Bestselling author and renowned physicist Stephen Hawking died earlier today at home in Cambridge, England. He was 76. From Deadline Hollywood:
Hawking became a celebrity thanks to his A Brief History of Time best-seller and his striking struggle against the ravages of ALS, portrayed in the film The Theory of Everything.
A statement from Hawking’s children delivered the grim news. “We are deeply saddened that our beloved father passed away today. He was a great scientist and an extraordinary man whose work and legacy will live on for many years. His courage and persistence with his brilliance and humor inspired people across the world. He once said, ‘It would not be much of a universe if it wasn’t home to the people you love.’ We will miss him forever.”
The New York Times points out that Hawking will be remembered on several levels:
Scientifically, Dr. Hawking will be best remembered for a discovery so strange that it might be expressed in the form of a Zen koan: When is a black hole not black? When it explodes.
What is equally amazing is that he had a career at all. As a graduate student in 1963, he learned he had amyotrophic lateral sclerosis, a neuromuscular wasting disease also known as Lou Gehrig’s disease. He was given only a few years to live.The disease reduced his bodily control to the flexing of a finger and voluntary eye movements but left his mental faculties untouched.
He went on to become his generation’s leader in exploring gravity and the properties of black holes, the bottomless gravitational pits so deep and dense that not even light can escape them.

PROBLEM 1:
Decide whether each statement agrees with the piece on Stephen Hawking's death, answering yes or no and quoting the words that settle it: (a) Hawking died at his home in Cambridge, England. (b) Hawking learned he had ALS while working as a professor. (c) The film The Theory of Everything portrayed his struggle with ALS.
PROBLEM 2:
Using the piece on Stephen Hawking's death, answer these questions:
(a) How old was Hawking when he died?
(b) What other name for amyotrophic lateral sclerosis does it give?
(c) Which newspaper points out that Hawking will be remembered on several levels?
PROBLEM 3:
Reproduce word for word the passage of the piece on Stephen Hawking's death that begins at the words "A statement from" and ends after "When it explodes.".
The records have no connection to the piece on Stephen Hawking's death.

DATA SECTION:
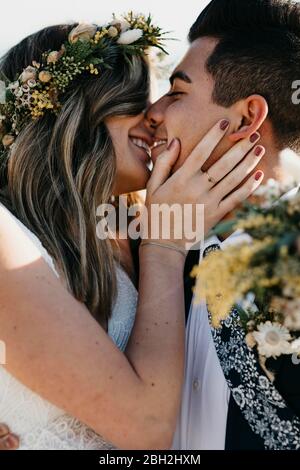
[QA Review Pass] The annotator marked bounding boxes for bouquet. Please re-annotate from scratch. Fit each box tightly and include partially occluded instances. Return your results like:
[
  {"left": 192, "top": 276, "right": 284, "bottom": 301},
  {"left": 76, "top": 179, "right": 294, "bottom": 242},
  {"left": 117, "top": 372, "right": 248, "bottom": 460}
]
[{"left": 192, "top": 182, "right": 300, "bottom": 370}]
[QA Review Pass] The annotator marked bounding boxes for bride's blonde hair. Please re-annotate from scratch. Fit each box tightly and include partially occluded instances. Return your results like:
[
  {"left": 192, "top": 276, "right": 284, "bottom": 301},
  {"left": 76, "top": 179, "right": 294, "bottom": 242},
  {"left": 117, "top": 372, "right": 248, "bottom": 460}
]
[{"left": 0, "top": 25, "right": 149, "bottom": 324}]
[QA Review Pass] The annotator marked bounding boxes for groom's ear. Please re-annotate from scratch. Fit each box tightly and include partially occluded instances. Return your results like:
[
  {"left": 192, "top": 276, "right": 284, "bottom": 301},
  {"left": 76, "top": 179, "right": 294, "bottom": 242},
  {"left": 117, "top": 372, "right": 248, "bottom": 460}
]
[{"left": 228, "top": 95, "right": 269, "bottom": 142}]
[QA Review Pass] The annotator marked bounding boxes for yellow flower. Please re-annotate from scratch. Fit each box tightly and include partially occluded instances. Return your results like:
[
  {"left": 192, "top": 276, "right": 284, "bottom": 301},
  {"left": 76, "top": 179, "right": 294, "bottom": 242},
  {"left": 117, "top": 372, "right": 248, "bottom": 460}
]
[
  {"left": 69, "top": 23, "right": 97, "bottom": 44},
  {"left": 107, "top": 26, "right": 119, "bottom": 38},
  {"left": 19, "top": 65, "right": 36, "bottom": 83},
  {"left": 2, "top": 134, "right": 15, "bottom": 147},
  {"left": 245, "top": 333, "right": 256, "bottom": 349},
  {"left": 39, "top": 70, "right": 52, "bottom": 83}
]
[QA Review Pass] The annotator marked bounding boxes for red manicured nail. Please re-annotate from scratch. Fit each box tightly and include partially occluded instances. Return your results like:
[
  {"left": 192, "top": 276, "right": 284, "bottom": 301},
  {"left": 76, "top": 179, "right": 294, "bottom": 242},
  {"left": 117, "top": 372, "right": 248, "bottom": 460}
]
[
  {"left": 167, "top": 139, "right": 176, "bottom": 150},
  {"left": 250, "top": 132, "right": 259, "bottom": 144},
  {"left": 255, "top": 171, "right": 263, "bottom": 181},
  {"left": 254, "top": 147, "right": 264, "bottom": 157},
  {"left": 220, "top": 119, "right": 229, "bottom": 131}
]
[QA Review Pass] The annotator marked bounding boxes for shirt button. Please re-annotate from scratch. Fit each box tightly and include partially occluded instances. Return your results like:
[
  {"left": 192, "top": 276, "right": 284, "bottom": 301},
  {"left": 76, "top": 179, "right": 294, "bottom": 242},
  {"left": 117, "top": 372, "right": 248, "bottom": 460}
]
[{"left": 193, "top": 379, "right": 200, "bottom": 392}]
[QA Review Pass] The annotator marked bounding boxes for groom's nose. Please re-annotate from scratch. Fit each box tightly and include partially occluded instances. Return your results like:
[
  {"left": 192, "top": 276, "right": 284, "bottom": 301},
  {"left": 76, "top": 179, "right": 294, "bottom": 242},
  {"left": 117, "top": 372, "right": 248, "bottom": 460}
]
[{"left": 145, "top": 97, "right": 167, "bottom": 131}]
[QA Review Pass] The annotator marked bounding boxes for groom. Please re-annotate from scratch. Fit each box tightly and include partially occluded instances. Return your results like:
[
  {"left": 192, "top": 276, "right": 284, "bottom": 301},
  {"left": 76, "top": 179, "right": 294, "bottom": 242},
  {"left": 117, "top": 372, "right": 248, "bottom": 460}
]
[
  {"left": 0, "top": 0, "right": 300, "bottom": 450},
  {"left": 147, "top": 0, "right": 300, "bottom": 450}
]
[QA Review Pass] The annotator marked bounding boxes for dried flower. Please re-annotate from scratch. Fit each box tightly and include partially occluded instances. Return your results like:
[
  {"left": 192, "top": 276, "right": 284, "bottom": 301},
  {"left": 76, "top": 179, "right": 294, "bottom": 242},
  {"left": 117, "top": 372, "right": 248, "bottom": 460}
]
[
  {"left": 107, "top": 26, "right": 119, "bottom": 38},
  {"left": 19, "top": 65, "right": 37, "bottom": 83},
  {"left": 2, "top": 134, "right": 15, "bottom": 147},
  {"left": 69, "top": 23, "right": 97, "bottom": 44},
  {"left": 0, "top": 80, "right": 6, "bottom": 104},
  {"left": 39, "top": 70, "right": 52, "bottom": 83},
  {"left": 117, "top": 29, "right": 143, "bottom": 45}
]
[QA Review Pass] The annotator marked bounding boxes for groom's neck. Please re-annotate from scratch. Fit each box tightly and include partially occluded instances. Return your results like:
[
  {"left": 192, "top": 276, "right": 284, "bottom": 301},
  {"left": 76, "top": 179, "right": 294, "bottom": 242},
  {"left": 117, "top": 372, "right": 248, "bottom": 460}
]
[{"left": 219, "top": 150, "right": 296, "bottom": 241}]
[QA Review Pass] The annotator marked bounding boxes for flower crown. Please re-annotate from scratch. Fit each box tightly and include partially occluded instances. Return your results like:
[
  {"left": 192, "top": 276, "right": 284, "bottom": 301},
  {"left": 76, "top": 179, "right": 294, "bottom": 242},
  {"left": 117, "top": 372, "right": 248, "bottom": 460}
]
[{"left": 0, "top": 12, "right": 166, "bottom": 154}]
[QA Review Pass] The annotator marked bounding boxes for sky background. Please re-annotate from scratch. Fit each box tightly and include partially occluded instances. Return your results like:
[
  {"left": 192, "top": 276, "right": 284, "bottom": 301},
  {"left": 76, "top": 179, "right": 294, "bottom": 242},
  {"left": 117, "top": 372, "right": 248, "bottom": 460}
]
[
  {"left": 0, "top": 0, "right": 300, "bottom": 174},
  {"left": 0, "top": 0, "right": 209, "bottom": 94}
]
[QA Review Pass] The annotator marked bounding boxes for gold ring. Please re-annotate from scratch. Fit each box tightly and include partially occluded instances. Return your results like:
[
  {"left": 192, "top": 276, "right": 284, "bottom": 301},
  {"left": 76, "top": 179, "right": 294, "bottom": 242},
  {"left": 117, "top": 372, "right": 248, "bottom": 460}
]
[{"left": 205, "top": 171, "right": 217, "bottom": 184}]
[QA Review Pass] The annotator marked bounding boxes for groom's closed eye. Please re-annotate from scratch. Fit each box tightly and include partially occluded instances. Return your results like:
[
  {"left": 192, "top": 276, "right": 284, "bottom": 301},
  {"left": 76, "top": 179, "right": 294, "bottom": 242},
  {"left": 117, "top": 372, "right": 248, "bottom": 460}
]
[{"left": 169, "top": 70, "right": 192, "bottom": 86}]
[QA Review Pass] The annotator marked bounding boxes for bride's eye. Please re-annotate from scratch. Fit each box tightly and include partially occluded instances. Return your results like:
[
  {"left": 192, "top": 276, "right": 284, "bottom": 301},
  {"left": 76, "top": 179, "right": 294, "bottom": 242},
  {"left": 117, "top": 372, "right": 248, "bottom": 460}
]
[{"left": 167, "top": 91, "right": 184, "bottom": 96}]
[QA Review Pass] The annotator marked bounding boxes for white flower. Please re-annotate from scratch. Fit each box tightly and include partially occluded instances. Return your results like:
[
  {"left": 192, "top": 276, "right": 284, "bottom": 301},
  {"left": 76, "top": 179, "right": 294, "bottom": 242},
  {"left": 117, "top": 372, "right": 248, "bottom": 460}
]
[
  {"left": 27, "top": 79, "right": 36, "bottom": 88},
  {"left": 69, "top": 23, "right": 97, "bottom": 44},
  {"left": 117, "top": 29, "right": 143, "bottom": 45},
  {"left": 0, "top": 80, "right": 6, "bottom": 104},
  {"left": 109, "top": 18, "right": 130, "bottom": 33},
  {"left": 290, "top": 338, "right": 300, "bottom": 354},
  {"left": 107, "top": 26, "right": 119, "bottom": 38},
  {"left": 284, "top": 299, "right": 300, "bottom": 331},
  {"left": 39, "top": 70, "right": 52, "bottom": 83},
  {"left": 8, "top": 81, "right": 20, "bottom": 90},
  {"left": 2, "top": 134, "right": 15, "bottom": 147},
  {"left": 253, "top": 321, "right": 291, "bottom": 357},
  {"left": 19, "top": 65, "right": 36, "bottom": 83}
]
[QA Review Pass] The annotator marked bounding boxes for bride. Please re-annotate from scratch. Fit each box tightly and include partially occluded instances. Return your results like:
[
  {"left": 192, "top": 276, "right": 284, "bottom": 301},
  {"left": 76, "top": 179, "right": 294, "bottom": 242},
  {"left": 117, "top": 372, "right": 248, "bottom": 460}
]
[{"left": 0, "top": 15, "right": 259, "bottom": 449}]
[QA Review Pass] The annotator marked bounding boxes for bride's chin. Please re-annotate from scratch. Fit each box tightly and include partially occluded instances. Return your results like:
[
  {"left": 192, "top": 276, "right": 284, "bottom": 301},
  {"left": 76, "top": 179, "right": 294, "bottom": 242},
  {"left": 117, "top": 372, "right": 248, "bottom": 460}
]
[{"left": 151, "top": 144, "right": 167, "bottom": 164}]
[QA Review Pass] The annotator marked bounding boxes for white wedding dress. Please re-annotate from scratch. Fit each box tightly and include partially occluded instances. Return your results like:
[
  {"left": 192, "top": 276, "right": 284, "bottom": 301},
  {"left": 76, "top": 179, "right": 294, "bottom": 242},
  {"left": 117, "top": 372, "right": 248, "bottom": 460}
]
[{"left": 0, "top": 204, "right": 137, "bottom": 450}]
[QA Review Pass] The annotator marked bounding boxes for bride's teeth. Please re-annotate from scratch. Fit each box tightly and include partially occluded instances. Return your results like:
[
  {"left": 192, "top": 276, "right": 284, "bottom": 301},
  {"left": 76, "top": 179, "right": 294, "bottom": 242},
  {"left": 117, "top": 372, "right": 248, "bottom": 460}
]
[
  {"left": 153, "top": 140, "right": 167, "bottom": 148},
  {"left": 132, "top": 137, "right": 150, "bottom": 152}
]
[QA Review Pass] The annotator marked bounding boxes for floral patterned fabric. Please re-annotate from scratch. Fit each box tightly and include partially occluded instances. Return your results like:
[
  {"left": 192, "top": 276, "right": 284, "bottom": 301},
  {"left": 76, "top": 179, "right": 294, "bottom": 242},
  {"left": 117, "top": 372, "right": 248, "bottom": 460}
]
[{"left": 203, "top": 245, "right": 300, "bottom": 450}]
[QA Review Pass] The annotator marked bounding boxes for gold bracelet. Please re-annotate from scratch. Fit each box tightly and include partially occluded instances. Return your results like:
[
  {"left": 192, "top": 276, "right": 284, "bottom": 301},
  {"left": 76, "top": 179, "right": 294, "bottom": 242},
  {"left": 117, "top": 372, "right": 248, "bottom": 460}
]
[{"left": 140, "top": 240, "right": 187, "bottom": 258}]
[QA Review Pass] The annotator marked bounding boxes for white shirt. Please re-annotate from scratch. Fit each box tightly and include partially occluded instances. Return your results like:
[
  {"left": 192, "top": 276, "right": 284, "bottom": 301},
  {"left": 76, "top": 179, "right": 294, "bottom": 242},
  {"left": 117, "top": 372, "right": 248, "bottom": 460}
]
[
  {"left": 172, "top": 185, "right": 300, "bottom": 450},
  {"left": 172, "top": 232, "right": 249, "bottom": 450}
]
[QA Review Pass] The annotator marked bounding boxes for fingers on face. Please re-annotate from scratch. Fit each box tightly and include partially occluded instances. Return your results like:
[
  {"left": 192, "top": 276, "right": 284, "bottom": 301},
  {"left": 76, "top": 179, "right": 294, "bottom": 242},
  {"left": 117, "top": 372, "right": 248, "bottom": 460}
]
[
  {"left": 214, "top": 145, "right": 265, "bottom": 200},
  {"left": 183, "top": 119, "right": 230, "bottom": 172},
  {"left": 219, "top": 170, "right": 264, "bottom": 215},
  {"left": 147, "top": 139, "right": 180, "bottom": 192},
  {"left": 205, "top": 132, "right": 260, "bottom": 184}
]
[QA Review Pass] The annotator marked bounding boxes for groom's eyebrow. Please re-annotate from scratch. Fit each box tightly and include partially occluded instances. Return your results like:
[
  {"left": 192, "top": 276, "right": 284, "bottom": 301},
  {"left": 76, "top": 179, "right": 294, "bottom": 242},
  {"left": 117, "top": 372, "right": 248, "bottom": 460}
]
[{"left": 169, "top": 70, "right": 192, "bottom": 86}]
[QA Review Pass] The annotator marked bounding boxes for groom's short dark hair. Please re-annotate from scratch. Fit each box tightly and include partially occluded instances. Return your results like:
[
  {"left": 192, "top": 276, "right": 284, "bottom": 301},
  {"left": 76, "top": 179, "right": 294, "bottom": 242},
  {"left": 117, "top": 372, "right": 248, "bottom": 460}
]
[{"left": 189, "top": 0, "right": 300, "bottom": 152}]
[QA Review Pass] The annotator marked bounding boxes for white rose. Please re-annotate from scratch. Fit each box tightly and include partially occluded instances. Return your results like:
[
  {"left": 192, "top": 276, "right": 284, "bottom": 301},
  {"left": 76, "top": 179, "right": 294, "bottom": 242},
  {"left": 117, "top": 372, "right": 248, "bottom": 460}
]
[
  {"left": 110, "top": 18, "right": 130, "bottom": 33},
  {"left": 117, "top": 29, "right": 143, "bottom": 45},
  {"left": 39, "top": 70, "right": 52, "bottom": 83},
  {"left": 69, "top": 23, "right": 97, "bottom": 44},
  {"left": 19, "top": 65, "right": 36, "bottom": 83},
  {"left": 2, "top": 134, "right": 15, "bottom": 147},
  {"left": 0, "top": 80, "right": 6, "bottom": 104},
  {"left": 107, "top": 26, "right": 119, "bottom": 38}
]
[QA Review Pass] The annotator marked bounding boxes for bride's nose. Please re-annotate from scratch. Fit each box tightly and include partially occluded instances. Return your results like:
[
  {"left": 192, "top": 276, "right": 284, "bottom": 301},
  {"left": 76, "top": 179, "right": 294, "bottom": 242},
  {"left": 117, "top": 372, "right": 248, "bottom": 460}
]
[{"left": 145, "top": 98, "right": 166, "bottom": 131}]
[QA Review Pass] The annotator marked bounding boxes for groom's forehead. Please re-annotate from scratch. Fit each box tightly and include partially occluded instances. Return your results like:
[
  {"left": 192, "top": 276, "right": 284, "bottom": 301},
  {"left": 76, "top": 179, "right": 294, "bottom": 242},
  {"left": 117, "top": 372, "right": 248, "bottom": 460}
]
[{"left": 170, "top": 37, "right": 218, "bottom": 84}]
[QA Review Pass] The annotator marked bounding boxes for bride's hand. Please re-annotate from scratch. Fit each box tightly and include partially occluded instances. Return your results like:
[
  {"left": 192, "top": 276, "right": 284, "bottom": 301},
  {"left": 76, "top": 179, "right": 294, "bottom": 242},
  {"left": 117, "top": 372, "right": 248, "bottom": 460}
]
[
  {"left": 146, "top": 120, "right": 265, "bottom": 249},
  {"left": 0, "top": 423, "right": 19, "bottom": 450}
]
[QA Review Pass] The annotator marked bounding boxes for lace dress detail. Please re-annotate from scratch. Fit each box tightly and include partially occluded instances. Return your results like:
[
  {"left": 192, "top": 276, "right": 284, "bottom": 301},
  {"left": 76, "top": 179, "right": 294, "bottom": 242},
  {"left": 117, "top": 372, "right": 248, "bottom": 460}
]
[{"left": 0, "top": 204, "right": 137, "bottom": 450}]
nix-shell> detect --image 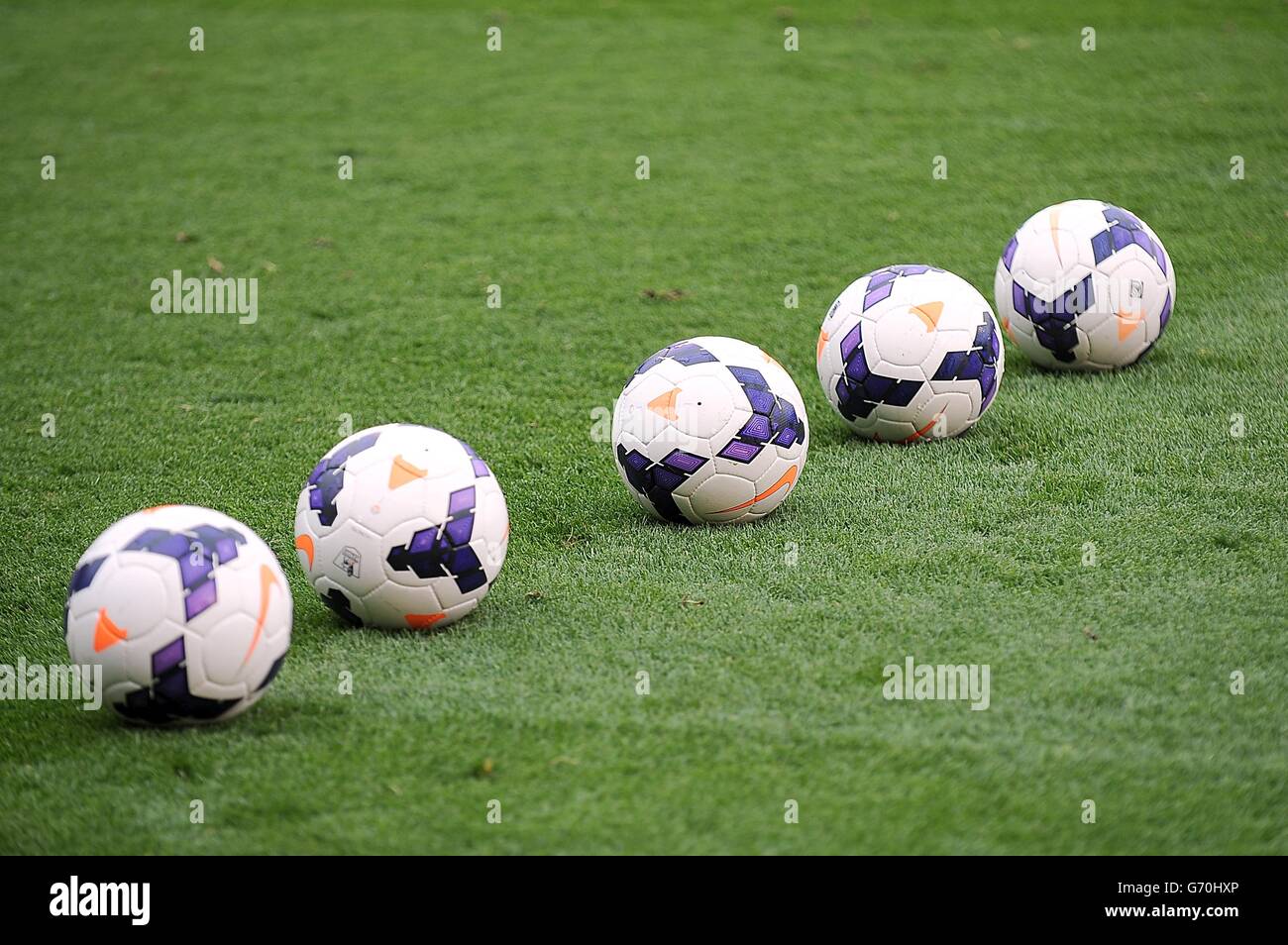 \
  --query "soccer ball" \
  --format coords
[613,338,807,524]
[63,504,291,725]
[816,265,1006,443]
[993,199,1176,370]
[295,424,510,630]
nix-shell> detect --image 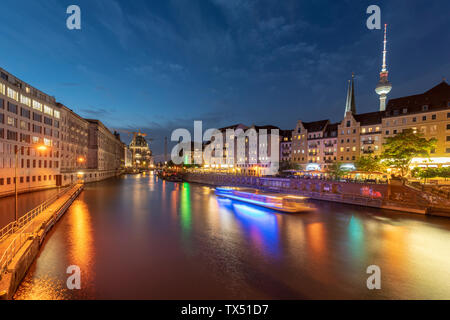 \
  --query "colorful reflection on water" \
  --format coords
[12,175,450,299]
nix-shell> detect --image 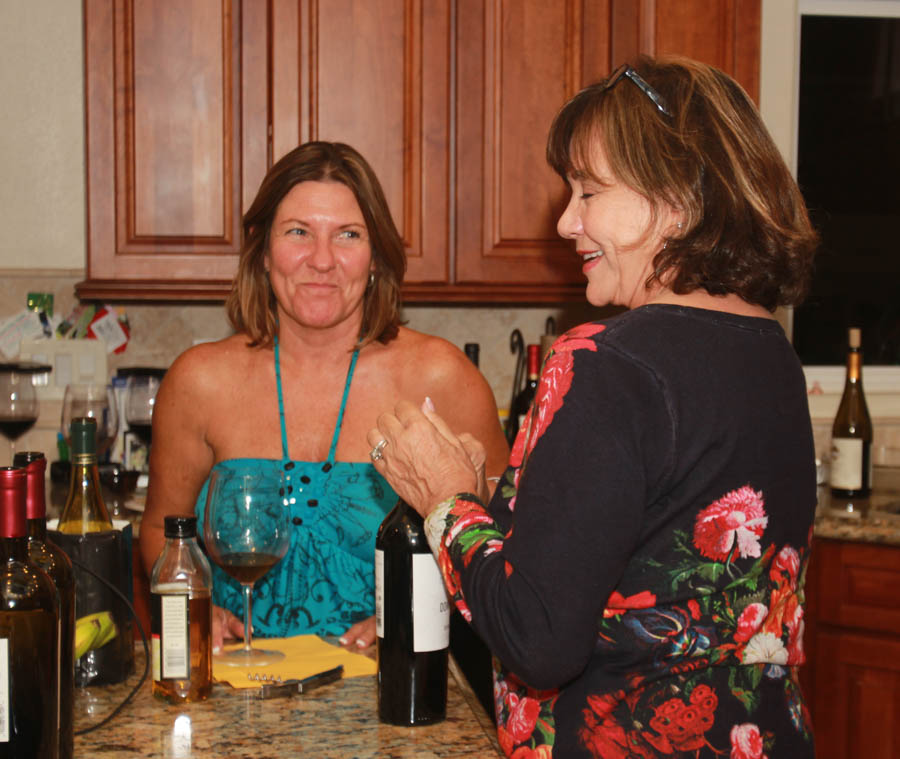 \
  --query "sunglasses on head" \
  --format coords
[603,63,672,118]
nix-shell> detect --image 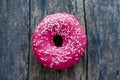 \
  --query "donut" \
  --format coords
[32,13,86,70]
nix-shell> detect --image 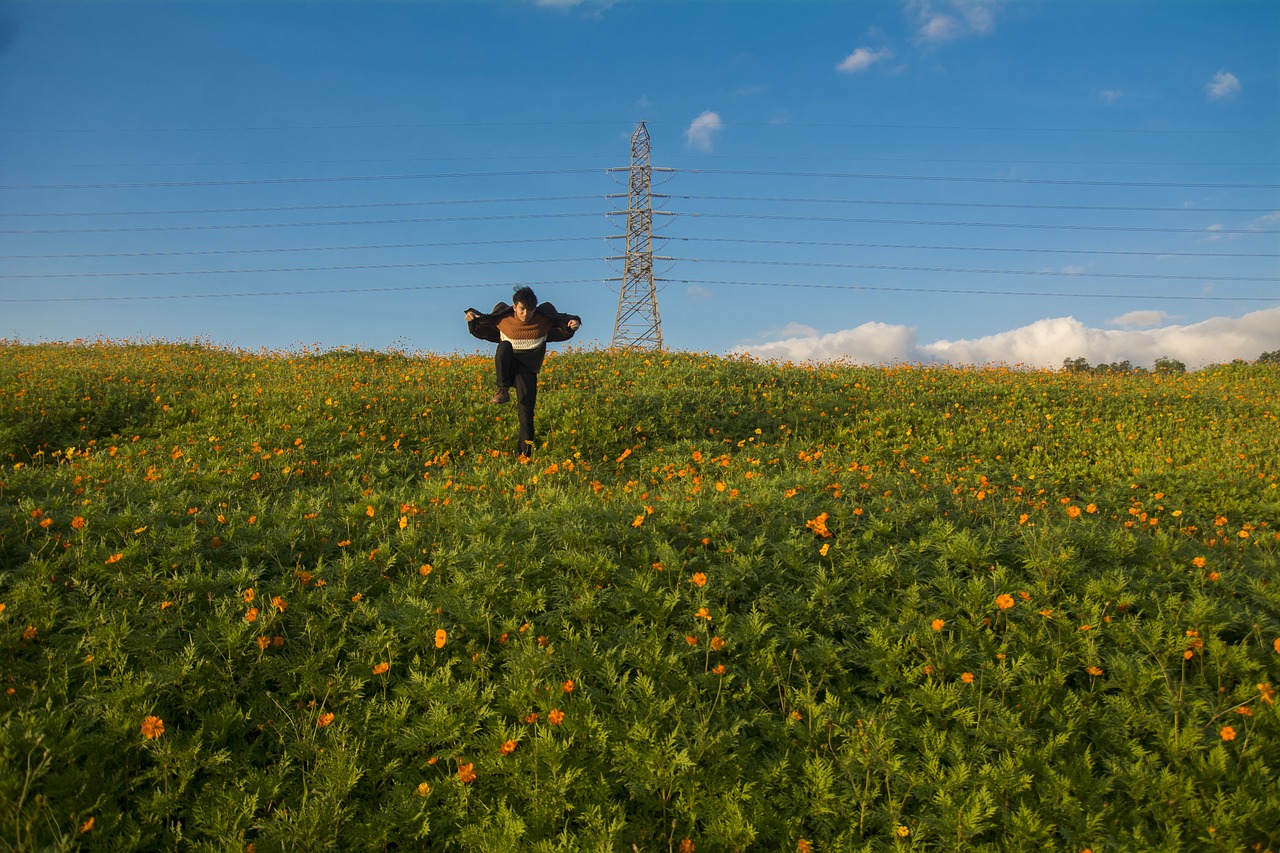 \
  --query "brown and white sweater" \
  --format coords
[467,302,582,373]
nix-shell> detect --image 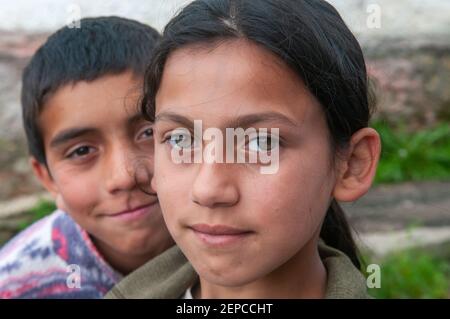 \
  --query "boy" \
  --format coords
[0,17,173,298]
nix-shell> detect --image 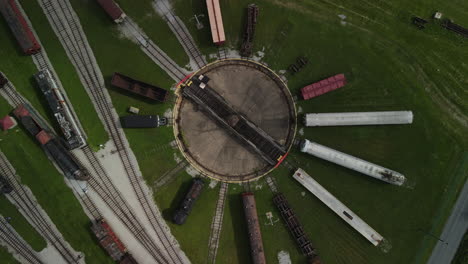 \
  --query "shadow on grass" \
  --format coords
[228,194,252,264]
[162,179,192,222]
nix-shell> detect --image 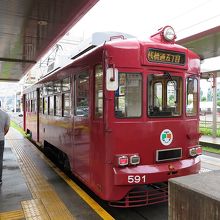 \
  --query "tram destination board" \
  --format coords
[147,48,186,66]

RESULT 1:
(a) Yes: "died earlier today at home in Cambridge, England"
(b) No: "As a graduate student in 1963, he learned he had amyotrophic lateral sclerosis"
(c) Yes: "his striking struggle against the ravages of ALS, portrayed in the film The Theory of Everything"

RESULT 2:
(a) 76
(b) Lou Gehrig's disease
(c) The New York Times

RESULT 3:
A statement from Hawking’s children delivered the grim news. “We are deeply saddened that our beloved father passed away today. He was a great scientist and an extraordinary man whose work and legacy will live on for many years. His courage and persistence with his brilliance and humor inspired people across the world. He once said, ‘It would not be much of a universe if it wasn’t home to the people you love.’ We will miss him forever.”
The New York Times points out that Hawking will be remembered on several levels:
Scientifically, Dr. Hawking will be best remembered for a discovery so strange that it might be expressed in the form of a Zen koan: When is a black hole not black? When it explodes.